Dataset entries:
-- -- --

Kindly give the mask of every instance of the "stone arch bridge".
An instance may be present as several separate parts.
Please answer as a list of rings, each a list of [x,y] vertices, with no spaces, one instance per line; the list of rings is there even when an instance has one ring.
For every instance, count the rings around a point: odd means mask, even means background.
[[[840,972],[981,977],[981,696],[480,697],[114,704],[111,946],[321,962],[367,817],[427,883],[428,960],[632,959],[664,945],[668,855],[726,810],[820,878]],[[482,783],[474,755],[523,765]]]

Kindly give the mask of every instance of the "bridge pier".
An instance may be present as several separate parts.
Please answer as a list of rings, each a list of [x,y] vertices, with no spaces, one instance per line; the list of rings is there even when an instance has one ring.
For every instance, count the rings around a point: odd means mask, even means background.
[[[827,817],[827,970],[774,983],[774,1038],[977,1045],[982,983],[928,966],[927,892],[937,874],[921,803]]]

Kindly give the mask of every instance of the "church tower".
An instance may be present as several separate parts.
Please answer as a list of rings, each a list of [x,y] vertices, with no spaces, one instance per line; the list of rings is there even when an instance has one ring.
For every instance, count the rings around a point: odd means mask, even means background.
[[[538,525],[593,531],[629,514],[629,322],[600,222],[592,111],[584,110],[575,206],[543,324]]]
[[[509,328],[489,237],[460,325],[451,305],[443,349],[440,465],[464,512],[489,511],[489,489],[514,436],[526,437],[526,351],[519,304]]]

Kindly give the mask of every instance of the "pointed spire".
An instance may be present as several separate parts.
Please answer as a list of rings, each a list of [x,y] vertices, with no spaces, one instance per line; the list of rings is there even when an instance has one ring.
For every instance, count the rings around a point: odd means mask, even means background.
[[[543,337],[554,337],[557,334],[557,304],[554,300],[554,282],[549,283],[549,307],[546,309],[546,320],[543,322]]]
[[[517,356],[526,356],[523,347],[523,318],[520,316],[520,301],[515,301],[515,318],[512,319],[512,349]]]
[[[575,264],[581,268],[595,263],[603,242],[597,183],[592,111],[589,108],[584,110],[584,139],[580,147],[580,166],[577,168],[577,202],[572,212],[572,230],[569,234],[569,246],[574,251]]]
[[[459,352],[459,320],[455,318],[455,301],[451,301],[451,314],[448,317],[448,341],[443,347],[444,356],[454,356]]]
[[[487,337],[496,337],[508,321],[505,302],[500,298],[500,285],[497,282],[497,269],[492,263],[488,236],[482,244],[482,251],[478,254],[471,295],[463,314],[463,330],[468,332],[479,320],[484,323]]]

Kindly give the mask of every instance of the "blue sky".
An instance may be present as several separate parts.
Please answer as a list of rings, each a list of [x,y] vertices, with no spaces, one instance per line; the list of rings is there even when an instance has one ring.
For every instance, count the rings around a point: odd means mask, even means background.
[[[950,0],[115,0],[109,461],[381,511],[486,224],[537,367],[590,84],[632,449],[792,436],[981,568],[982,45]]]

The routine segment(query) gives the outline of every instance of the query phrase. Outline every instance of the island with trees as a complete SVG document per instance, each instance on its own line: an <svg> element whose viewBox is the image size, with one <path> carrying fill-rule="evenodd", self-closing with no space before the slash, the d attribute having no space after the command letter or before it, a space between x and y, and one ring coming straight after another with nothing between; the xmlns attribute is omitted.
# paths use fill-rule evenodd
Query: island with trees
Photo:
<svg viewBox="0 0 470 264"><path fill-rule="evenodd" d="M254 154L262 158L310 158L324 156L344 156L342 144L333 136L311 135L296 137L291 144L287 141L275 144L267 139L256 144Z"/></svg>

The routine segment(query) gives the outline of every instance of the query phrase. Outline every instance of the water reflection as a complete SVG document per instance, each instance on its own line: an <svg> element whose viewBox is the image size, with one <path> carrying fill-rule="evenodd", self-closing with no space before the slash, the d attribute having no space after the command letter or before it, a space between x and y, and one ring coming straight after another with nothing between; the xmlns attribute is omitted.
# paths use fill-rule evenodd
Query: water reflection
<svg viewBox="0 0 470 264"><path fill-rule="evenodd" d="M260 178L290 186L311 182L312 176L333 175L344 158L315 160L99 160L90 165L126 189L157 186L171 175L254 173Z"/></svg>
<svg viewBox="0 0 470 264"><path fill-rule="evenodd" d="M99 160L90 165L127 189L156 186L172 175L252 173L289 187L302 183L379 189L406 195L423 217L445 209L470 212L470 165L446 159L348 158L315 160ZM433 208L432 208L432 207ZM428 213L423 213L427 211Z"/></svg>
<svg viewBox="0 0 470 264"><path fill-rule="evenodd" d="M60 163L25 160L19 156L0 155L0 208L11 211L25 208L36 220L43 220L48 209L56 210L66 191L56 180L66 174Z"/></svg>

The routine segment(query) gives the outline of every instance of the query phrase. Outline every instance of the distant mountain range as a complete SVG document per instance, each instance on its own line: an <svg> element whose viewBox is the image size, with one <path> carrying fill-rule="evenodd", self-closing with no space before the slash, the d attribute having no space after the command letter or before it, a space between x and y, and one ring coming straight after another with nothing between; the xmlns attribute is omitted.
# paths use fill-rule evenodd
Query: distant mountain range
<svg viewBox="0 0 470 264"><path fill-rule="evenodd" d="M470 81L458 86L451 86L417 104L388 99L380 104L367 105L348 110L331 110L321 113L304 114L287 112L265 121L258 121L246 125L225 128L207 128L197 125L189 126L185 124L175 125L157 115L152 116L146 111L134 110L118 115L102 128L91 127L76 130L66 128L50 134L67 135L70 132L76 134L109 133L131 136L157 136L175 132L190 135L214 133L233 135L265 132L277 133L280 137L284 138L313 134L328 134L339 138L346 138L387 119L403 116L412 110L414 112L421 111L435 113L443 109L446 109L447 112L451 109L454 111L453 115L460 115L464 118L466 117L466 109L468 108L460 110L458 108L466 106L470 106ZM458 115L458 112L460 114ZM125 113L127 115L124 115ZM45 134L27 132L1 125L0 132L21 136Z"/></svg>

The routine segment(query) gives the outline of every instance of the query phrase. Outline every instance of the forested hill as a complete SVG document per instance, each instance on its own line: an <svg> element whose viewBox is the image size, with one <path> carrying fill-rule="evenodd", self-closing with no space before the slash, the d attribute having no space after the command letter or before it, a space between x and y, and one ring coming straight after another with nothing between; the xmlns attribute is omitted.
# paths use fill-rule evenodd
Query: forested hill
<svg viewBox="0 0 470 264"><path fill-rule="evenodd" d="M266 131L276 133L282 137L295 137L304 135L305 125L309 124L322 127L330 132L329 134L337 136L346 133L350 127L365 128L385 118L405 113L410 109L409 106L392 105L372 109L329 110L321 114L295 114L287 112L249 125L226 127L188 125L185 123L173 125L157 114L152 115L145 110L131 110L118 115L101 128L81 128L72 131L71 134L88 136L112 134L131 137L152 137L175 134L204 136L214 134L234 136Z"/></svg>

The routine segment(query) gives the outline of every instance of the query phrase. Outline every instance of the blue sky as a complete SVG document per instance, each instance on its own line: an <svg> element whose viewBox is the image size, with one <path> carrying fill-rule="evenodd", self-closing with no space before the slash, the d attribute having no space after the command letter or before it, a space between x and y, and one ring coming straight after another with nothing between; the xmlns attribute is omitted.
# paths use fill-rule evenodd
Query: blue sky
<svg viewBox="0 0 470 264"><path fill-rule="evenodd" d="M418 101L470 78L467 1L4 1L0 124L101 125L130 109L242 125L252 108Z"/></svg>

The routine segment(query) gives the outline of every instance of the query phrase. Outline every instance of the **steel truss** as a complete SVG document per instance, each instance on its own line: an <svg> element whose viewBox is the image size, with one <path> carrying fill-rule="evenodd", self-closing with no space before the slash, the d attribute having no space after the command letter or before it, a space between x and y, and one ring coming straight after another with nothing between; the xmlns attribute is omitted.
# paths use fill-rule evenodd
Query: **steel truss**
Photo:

-- -- --

Exercise details:
Rewrite every line of the records above, replacing "stone arch bridge" with "masonry arch bridge" wherever it occurs and keeping everything else unchanged.

Complete response:
Kindly give the mask of every instance of the "masonry arch bridge".
An instance may be present as several separate parts.
Please answer as a list of rings, each a list of [x,y] vertices, with no spaces, one instance per line; the list of rings is there even when an instance has one ring.
For every instance, count the rings around a point: odd means mask, even means background.
[[[840,972],[981,977],[981,696],[480,697],[114,704],[111,946],[321,962],[367,817],[427,883],[428,960],[632,959],[664,945],[668,855],[726,810],[820,878]],[[482,783],[474,755],[523,765]]]

Kindly give the mask of every instance of the "bridge pier".
An instance may be present as several separate parts.
Please answer as a list of rings, each a list of [x,y] vertices, with no spaces, one instance per line; the list of rings is there even when an instance has one ring.
For every instance, count the rings around a point: odd means mask, even means background.
[[[827,817],[827,970],[774,983],[774,1038],[977,1045],[982,983],[928,966],[927,892],[937,874],[921,803]]]

Kindly give the mask of every instance of the "church tower".
An instance may be present as several separate parts.
Please answer as a list of rings, each a list of [x,y] vertices, with no spaces, one instance per line; the list of rings is there even when an instance has one ring.
For every instance, count the rings around a point: odd means mask, even means background.
[[[538,525],[593,531],[629,514],[629,322],[600,222],[592,111],[584,110],[575,206],[543,324]]]
[[[509,328],[489,237],[460,325],[451,305],[443,349],[440,465],[464,512],[489,511],[489,489],[514,436],[526,437],[526,351],[519,304]]]

Kindly give the mask of every instance of the "pointed spire".
An instance may be present as several separate parts.
Please answer as a list of rings, each a list of [x,y] vertices, with no spaces, one instance per line; the list of rings is there even when an instance has one ring.
For every instance, count the rings around a point: odd means mask, even means background.
[[[543,337],[554,337],[557,334],[557,304],[554,300],[554,282],[549,283],[549,307],[546,309],[546,320],[543,322]]]
[[[517,356],[526,356],[523,347],[523,318],[520,316],[520,301],[515,301],[515,318],[512,319],[512,349]]]
[[[575,264],[581,268],[595,263],[603,242],[597,183],[592,111],[589,108],[584,110],[584,139],[580,147],[580,166],[577,168],[577,202],[572,212],[572,230],[569,234],[569,246],[574,251]]]
[[[459,352],[459,320],[455,318],[455,301],[451,301],[451,314],[448,317],[448,341],[443,347],[444,356],[454,356]]]
[[[487,337],[496,337],[508,321],[505,302],[500,298],[500,285],[497,282],[497,269],[492,263],[488,236],[482,244],[482,251],[478,254],[471,295],[463,314],[463,330],[468,332],[479,320],[484,323]]]

Kindly give the mask of every instance of the "blue sky".
An instance may be present as several separate parts.
Please answer as a list of rings, each a list of [x,y] vertices, with no spaces, one instance per line; the list of rings is there even when an instance has one ring.
For every instance, count the rings around a point: odd means mask, even means background.
[[[950,0],[115,0],[109,461],[381,511],[486,224],[537,367],[590,84],[632,449],[792,436],[981,568],[982,45]]]

The routine segment(query) gives the outline of every instance of the query phrase. Outline every instance of the island with trees as a complete SVG document per instance, each instance on its own line: an <svg> element whose viewBox is the image size, with one <path> carrying fill-rule="evenodd", self-closing with no space before the slash, the d attribute having no space after the command letter or before it, a space between x and y, and one ring coming straight after another with nothing between; the xmlns attribute is omitted.
# paths use fill-rule evenodd
Query: island with trees
Photo:
<svg viewBox="0 0 470 264"><path fill-rule="evenodd" d="M254 154L262 158L310 158L324 156L344 156L342 144L333 136L311 135L296 137L291 144L287 141L275 144L267 139L256 144Z"/></svg>

The routine segment(query) gives the outline of every instance of the query phrase. Outline every instance of the water reflection as a complete SVG document per instance, each instance on its own line: an <svg> element whose viewBox is the image size, with one <path> carrying fill-rule="evenodd", self-closing with no space before the slash, the d attribute having no space after the command letter or before it, a space between x and y, and one ring coming straight after another with nothing between; the xmlns attribute is omitted.
# paths use fill-rule evenodd
Query: water reflection
<svg viewBox="0 0 470 264"><path fill-rule="evenodd" d="M260 178L290 186L311 182L312 176L333 175L344 158L315 160L99 160L90 165L126 189L157 186L171 175L254 173Z"/></svg>
<svg viewBox="0 0 470 264"><path fill-rule="evenodd" d="M99 160L90 165L127 189L156 186L172 175L252 173L289 187L302 183L379 189L406 195L423 217L445 209L470 212L470 165L446 159L348 158L315 160ZM433 208L432 208L432 207ZM428 213L423 213L427 211Z"/></svg>
<svg viewBox="0 0 470 264"><path fill-rule="evenodd" d="M60 163L25 160L19 156L0 155L0 208L11 211L25 208L36 220L43 220L48 209L56 210L66 191L56 180L66 174Z"/></svg>

The routine segment(query) gives the outline of every instance of the query phrase. Outline every instance of the distant mountain range as a complete SVG document per instance, each instance on its own line: an <svg> element whose viewBox is the image size, with one <path> carrying fill-rule="evenodd", self-closing with no space before the slash, the d attribute having no space after the command letter or before it, a space between x and y, and one ring coming straight after another with nothing between; the xmlns attribute is omitted.
# paths use fill-rule evenodd
Query: distant mountain range
<svg viewBox="0 0 470 264"><path fill-rule="evenodd" d="M470 81L458 86L451 86L417 104L388 99L380 104L367 105L348 110L331 110L321 113L304 114L287 112L265 121L258 121L246 125L225 128L207 128L197 125L189 126L185 124L175 125L157 115L152 116L146 111L134 110L118 115L102 128L91 127L76 130L66 128L50 134L67 135L70 132L76 134L109 133L131 136L157 136L175 132L190 135L214 133L233 135L265 132L277 133L280 137L284 138L313 134L328 134L339 138L346 138L387 119L403 116L412 110L414 112L421 111L435 113L443 109L446 109L447 112L451 109L454 111L453 115L460 115L464 118L466 117L466 109L468 108L460 110L458 108L466 106L470 106ZM458 115L458 112L460 114ZM125 113L127 115L124 115ZM45 134L27 132L1 125L0 132L21 136Z"/></svg>

The routine segment(query) gives the outline of every instance of the query phrase. Outline every instance of the forested hill as a complete SVG document per instance, each instance on its own line: an <svg> element whose viewBox is the image size, with one <path> carrying fill-rule="evenodd", self-closing with no space before the slash, the d attribute having no space after the command letter or before it, a space between x and y, and one ring coming straight after another with nothing between; the xmlns attribute is omitted.
# paths use fill-rule evenodd
Query: forested hill
<svg viewBox="0 0 470 264"><path fill-rule="evenodd" d="M266 131L276 133L282 137L295 137L304 135L305 125L309 124L322 127L330 132L329 134L337 136L346 133L350 127L365 128L385 118L405 113L410 109L409 106L392 105L372 109L329 110L321 114L295 114L287 112L249 125L226 127L188 125L185 123L173 125L157 114L152 115L145 110L131 110L118 115L101 128L81 128L72 131L71 134L88 136L112 134L131 137L152 137L175 134L204 136L214 134L234 136Z"/></svg>

The routine segment(query) gives the outline of every instance of the query phrase. Outline every instance of the blue sky as a complete SVG document per instance, each instance on its own line: an <svg> element whose viewBox is the image size, with one <path> carrying fill-rule="evenodd", self-closing with no space before the slash, the d attribute having no space after the command letter or before it, a space between x and y, and one ring coming straight after another with nothing between; the xmlns attribute is omitted.
# paths use fill-rule evenodd
Query: blue sky
<svg viewBox="0 0 470 264"><path fill-rule="evenodd" d="M418 101L470 78L467 1L4 1L0 124L101 125L130 109L242 125L252 108Z"/></svg>

The routine segment(query) gives the outline of every instance of the query phrase. Outline every instance of the **steel truss** as a complete SVG document per instance, each instance on its own line: an <svg> element whose viewBox is the image size, with one <path> carrying fill-rule="evenodd", self-closing with no space before the slash, the d attribute having no space after the command letter or before it, a space between x and y, and one ring coming straight after another with nothing between; the xmlns attribute is omitted.
# paths use fill-rule evenodd
Query: **steel truss**
Photo:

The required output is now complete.